# [What you are asked to do]
What lines in this listing contain the string "below"? Report each one by copying it.

# [Records supplied]

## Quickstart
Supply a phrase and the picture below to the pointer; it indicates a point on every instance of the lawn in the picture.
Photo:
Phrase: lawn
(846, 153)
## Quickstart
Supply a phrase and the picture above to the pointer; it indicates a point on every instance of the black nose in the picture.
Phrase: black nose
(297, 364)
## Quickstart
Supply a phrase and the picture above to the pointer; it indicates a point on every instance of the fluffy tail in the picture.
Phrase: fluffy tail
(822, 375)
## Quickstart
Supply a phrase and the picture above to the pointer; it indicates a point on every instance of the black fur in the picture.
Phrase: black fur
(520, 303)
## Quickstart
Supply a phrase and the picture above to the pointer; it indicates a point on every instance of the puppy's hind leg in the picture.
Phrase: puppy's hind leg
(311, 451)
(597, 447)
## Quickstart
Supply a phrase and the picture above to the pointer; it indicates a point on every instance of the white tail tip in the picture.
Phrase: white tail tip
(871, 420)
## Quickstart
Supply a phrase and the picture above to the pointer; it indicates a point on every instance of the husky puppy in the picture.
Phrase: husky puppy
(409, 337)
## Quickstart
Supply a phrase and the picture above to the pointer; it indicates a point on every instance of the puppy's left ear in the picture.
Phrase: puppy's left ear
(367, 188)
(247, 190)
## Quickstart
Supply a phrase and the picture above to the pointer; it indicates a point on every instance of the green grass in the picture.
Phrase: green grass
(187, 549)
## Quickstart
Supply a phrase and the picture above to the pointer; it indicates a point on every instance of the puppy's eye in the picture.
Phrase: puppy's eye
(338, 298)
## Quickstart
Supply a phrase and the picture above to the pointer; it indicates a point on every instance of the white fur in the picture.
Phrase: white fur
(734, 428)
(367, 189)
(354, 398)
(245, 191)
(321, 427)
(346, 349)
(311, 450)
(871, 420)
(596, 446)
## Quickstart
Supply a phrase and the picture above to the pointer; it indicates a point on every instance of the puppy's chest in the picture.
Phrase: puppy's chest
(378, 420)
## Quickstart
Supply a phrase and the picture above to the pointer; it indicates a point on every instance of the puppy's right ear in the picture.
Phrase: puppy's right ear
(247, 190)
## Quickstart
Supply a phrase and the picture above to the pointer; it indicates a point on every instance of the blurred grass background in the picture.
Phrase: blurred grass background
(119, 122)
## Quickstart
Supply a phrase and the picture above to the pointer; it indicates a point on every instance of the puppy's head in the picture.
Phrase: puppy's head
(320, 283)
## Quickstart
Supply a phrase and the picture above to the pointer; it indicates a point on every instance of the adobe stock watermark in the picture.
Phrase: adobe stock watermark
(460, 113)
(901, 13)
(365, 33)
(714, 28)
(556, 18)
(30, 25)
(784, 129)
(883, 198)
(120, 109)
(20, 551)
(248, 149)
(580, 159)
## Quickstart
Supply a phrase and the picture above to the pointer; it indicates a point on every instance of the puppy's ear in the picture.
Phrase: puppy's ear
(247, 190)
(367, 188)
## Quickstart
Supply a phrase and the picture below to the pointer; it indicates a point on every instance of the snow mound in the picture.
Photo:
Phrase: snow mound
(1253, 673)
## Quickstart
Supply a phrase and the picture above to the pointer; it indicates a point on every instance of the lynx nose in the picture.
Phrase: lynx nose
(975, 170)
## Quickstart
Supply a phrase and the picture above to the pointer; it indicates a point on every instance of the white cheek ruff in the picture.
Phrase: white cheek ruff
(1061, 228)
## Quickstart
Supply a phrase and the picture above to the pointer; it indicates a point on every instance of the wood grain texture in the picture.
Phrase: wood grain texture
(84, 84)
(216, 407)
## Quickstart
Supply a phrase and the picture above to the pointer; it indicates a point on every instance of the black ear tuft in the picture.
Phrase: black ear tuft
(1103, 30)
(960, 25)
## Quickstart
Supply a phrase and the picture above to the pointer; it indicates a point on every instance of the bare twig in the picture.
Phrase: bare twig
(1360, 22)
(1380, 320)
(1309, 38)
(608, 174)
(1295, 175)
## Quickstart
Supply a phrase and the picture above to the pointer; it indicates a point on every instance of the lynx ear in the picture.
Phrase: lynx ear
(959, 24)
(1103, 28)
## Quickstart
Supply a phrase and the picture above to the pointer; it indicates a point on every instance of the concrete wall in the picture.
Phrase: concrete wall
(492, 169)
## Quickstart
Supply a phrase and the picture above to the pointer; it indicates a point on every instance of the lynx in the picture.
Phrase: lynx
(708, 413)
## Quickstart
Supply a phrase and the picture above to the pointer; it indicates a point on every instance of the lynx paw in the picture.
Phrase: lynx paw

# [Answer to the problem]
Supply a phrase and the picture below to the pointer; it indicates a point on every instance of the lawn in the picture.
Supply a phrase and the picture below to the pointer; it indicates a point on every instance of the snow mound in the picture.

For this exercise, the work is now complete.